# [Exercise instructions]
Answer with one number only: the count of lines below that hold the word "chandelier".

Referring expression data
BEGIN
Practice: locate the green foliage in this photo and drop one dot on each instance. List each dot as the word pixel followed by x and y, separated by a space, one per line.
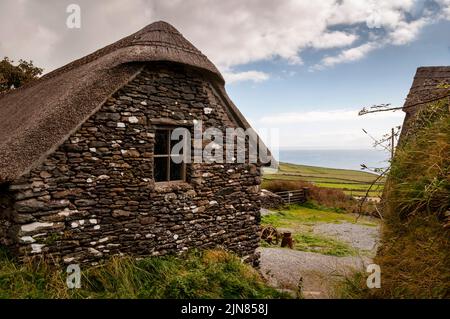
pixel 14 76
pixel 208 274
pixel 419 179
pixel 414 255
pixel 323 245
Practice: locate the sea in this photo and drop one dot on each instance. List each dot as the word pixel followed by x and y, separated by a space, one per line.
pixel 346 159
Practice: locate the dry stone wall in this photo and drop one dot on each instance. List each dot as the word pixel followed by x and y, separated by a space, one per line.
pixel 95 195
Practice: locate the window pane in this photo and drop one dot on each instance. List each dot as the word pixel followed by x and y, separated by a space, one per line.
pixel 160 169
pixel 161 142
pixel 176 170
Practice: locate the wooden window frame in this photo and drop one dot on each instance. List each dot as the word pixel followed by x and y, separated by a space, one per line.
pixel 168 157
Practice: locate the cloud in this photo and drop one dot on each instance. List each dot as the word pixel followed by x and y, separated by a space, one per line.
pixel 231 33
pixel 332 129
pixel 255 76
pixel 348 55
pixel 320 117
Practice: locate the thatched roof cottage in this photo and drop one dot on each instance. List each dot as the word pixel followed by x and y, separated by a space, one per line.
pixel 86 169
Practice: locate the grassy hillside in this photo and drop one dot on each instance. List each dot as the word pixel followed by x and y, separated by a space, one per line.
pixel 208 274
pixel 351 182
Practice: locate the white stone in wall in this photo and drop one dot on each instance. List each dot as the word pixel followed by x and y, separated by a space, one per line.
pixel 27 239
pixel 133 119
pixel 34 226
pixel 36 248
pixel 95 252
pixel 67 212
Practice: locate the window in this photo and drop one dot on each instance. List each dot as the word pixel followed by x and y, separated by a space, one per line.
pixel 167 166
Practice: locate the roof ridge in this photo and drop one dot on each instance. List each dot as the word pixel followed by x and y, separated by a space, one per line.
pixel 181 44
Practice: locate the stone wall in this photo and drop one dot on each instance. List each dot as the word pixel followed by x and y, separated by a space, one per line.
pixel 95 195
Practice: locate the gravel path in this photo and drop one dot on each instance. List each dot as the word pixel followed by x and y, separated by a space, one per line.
pixel 358 236
pixel 283 268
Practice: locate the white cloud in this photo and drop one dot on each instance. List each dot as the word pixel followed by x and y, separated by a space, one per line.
pixel 348 55
pixel 333 129
pixel 407 32
pixel 320 117
pixel 230 33
pixel 255 76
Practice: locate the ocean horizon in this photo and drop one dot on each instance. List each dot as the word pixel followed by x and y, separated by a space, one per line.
pixel 344 159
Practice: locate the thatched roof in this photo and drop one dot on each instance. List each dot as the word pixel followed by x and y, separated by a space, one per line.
pixel 37 118
pixel 427 86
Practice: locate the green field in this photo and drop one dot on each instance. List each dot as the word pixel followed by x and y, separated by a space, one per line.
pixel 352 182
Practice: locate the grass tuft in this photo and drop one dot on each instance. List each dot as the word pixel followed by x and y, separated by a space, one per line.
pixel 199 275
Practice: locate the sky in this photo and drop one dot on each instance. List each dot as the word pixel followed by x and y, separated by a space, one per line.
pixel 298 70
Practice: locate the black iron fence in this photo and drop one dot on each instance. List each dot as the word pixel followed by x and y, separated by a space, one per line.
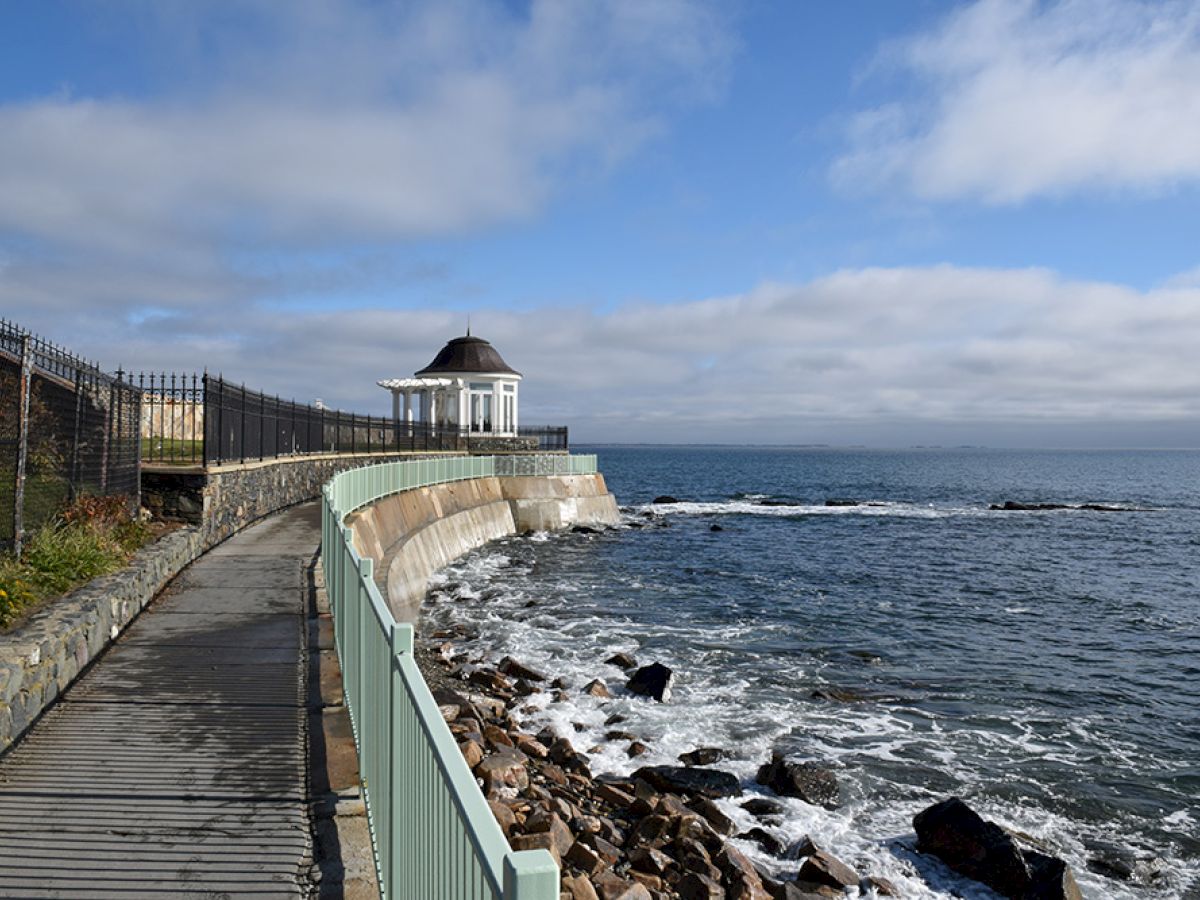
pixel 204 420
pixel 550 437
pixel 66 429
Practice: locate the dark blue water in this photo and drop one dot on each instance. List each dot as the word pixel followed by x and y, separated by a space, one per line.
pixel 1045 665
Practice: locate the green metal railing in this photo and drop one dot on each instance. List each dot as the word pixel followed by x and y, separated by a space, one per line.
pixel 431 828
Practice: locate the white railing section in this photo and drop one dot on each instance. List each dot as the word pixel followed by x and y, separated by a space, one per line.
pixel 432 832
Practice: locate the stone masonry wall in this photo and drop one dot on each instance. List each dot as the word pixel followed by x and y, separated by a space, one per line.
pixel 41 658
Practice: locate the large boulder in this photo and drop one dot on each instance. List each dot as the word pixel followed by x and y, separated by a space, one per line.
pixel 982 850
pixel 807 780
pixel 690 780
pixel 652 681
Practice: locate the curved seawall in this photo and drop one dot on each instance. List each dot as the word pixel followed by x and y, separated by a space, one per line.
pixel 412 534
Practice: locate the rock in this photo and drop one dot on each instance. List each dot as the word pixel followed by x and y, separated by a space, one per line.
pixel 583 858
pixel 509 666
pixel 1014 507
pixel 809 891
pixel 597 689
pixel 613 795
pixel 1053 879
pixel 702 756
pixel 472 753
pixel 823 868
pixel 652 861
pixel 880 885
pixel 838 695
pixel 807 780
pixel 971 846
pixel 505 768
pixel 504 816
pixel 577 887
pixel 768 843
pixel 691 780
pixel 695 886
pixel 763 807
pixel 652 681
pixel 713 814
pixel 622 660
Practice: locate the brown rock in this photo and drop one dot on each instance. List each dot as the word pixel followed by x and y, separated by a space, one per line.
pixel 881 886
pixel 509 666
pixel 826 869
pixel 651 882
pixel 497 737
pixel 652 831
pixel 531 747
pixel 586 859
pixel 503 769
pixel 695 886
pixel 472 753
pixel 606 851
pixel 702 756
pixel 535 841
pixel 504 816
pixel 577 887
pixel 648 859
pixel 613 795
pixel 711 811
pixel 611 886
pixel 597 689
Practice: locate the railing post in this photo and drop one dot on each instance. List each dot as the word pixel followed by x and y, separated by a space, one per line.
pixel 531 875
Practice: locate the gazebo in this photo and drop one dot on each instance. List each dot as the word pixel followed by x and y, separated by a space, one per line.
pixel 467 388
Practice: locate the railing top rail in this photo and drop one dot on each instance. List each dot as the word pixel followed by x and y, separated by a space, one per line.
pixel 527 875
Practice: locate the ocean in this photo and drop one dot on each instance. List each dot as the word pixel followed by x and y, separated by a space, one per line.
pixel 1043 665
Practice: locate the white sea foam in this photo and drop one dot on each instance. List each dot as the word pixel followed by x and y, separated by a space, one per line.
pixel 714 705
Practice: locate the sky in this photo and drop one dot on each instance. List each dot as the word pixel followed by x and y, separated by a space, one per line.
pixel 749 221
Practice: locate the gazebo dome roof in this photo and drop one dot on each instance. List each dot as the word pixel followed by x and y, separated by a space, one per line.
pixel 468 354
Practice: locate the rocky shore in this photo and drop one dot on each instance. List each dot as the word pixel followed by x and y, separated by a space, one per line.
pixel 663 832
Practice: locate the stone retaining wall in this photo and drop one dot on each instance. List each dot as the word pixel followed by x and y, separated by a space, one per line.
pixel 412 534
pixel 41 658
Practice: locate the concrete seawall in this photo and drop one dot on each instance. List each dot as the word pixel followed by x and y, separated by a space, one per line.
pixel 412 534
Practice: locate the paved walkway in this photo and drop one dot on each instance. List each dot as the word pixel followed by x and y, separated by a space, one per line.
pixel 177 767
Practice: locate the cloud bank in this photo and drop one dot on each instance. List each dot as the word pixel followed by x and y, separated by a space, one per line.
pixel 1015 100
pixel 881 355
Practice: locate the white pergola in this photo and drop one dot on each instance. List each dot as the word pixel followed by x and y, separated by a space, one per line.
pixel 467 388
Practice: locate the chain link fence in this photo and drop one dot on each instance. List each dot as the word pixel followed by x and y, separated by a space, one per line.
pixel 66 430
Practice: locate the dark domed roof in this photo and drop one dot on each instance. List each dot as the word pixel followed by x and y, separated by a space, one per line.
pixel 467 354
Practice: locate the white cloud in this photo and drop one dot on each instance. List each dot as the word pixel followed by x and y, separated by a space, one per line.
pixel 1018 99
pixel 897 352
pixel 321 120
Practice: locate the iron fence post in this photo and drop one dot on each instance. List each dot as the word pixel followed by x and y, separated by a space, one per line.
pixel 23 390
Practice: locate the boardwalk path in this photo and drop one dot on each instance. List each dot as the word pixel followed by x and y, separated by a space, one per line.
pixel 177 766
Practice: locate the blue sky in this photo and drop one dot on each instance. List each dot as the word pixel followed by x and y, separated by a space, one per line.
pixel 859 222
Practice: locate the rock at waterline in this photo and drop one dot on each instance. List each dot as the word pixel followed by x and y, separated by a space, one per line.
pixel 702 756
pixel 982 850
pixel 622 660
pixel 807 780
pixel 652 681
pixel 510 666
pixel 690 780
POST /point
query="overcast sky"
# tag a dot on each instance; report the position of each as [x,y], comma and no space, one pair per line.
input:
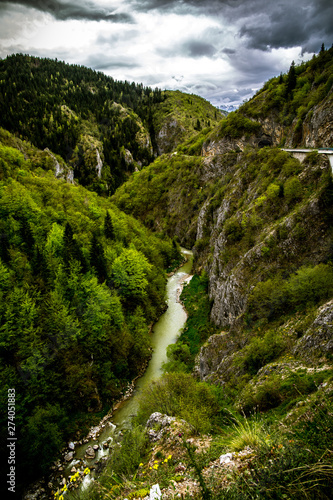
[223,50]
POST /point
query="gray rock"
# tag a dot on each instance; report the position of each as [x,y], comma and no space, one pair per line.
[69,456]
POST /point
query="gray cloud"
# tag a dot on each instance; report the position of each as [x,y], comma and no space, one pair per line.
[242,43]
[69,9]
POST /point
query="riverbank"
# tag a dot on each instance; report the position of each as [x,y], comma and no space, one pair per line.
[92,451]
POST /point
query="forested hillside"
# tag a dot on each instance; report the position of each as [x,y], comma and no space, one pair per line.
[80,284]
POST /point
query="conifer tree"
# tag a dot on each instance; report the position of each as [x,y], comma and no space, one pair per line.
[97,259]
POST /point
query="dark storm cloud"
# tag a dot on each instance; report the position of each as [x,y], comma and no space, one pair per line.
[196,48]
[72,10]
[263,25]
[190,48]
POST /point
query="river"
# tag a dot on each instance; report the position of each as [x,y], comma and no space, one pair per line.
[165,331]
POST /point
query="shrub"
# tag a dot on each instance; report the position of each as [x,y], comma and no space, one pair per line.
[179,395]
[261,351]
[308,286]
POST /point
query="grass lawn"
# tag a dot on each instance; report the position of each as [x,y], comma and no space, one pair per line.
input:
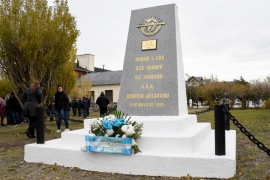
[252,163]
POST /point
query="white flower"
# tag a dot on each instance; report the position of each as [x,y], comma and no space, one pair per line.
[110,132]
[111,117]
[130,130]
[133,143]
[124,128]
[91,134]
[83,149]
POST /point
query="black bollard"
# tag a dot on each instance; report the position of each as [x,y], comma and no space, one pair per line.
[40,125]
[227,118]
[220,147]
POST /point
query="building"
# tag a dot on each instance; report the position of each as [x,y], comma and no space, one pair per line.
[101,79]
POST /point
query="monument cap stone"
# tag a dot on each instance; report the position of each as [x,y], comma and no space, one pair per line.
[152,83]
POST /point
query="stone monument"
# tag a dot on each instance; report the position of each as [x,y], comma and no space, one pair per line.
[152,82]
[152,92]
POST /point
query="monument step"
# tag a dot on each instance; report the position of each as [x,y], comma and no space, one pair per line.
[186,141]
[155,124]
[201,163]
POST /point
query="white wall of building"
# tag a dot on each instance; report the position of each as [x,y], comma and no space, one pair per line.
[86,61]
[115,88]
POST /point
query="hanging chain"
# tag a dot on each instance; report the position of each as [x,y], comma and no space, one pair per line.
[245,131]
[203,111]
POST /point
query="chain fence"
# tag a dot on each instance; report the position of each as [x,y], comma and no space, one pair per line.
[251,137]
[228,115]
[201,112]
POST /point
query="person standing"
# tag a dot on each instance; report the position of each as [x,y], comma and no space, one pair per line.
[2,111]
[88,105]
[12,109]
[74,106]
[61,101]
[102,102]
[32,96]
[80,107]
[84,107]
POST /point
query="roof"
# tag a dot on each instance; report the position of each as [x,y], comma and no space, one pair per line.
[79,68]
[103,78]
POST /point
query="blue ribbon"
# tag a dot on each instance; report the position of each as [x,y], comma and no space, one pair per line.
[111,150]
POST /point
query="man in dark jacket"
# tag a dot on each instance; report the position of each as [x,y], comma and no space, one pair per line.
[102,102]
[80,107]
[61,101]
[74,106]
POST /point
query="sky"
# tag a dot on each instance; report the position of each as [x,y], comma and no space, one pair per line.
[225,39]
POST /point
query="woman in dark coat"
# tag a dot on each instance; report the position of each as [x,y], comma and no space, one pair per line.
[102,102]
[32,96]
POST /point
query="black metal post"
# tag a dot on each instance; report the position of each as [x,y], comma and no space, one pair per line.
[220,147]
[227,118]
[40,125]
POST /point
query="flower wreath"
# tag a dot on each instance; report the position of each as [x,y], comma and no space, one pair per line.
[118,125]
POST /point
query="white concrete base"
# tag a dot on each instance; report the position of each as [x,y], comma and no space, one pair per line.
[171,159]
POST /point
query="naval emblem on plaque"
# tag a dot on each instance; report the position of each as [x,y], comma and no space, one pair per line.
[151,26]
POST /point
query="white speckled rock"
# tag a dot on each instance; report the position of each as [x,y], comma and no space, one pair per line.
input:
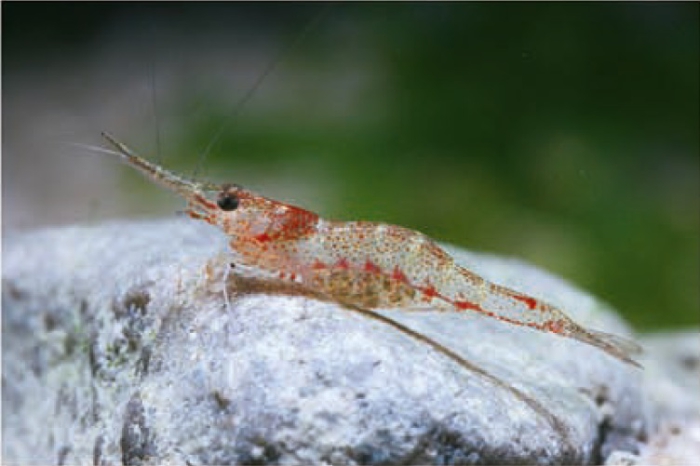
[118,347]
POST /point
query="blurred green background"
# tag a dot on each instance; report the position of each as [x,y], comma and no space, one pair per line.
[565,134]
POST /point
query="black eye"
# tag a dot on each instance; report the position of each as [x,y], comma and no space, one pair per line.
[228,202]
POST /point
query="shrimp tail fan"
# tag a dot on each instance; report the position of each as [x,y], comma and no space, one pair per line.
[619,347]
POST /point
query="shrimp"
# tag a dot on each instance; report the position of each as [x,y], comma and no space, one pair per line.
[362,264]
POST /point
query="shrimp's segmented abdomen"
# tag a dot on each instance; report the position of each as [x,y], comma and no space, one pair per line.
[384,266]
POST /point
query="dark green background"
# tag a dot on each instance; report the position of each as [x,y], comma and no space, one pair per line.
[562,133]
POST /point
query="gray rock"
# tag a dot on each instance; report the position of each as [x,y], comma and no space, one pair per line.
[118,347]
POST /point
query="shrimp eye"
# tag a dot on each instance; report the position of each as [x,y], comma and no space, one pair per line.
[228,202]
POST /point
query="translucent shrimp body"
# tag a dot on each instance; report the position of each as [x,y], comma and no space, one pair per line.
[363,264]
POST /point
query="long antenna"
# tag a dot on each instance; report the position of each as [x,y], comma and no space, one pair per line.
[249,94]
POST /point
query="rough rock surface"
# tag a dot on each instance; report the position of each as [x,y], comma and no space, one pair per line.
[119,347]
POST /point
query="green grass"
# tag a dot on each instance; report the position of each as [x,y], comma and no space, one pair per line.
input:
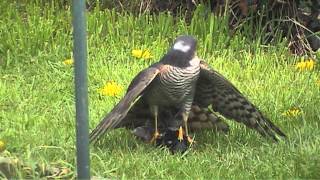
[37,113]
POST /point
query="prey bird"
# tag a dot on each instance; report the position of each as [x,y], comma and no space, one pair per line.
[167,90]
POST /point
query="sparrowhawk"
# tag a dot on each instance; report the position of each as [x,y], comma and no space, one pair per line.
[167,90]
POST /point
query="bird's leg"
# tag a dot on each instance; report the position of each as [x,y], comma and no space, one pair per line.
[185,116]
[156,132]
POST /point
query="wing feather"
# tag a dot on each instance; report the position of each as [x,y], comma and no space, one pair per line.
[136,88]
[213,89]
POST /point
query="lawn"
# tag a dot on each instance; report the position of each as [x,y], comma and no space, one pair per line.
[37,112]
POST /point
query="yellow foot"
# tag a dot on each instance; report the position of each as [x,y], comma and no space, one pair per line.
[155,137]
[190,140]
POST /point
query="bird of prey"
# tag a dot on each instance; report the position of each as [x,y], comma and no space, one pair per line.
[164,94]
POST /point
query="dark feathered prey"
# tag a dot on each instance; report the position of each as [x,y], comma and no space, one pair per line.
[164,93]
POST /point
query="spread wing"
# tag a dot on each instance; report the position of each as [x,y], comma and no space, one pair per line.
[213,89]
[135,89]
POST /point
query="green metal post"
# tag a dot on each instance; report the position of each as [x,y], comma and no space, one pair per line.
[81,88]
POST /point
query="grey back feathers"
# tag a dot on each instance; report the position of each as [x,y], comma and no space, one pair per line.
[176,82]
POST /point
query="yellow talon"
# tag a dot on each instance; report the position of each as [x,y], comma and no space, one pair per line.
[180,134]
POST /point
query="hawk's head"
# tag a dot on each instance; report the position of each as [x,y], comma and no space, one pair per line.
[182,51]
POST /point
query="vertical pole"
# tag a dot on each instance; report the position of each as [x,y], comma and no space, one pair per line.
[81,88]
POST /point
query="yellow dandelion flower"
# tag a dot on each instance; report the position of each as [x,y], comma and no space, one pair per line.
[293,112]
[2,146]
[144,54]
[306,65]
[68,62]
[111,89]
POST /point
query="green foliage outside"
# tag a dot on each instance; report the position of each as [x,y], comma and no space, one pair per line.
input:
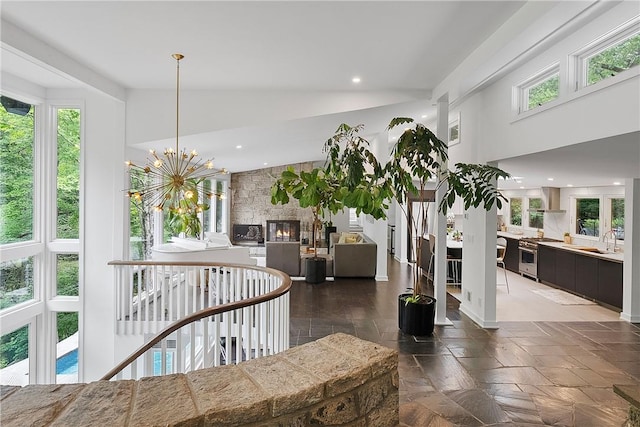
[588,217]
[16,217]
[516,211]
[614,60]
[68,184]
[544,92]
[16,184]
[14,347]
[536,219]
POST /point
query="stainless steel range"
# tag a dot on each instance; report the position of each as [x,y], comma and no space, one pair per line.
[528,248]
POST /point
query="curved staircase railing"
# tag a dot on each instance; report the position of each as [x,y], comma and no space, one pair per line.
[238,312]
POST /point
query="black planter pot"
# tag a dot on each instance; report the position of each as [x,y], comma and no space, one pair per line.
[416,318]
[316,270]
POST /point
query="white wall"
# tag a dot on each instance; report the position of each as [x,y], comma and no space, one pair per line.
[151,113]
[104,209]
[574,119]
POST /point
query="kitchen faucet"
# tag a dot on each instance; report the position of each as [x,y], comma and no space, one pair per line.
[605,239]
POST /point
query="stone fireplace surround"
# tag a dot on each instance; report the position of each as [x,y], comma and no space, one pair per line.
[251,198]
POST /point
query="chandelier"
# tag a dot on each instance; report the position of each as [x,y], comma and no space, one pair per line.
[172,180]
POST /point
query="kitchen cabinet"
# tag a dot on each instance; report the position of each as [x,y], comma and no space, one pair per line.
[566,269]
[587,276]
[512,255]
[609,283]
[547,264]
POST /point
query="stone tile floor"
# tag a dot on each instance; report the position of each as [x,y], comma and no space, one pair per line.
[522,374]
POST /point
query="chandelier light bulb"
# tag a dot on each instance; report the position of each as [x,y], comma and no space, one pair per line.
[172,180]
END
# [Solution for this task]
2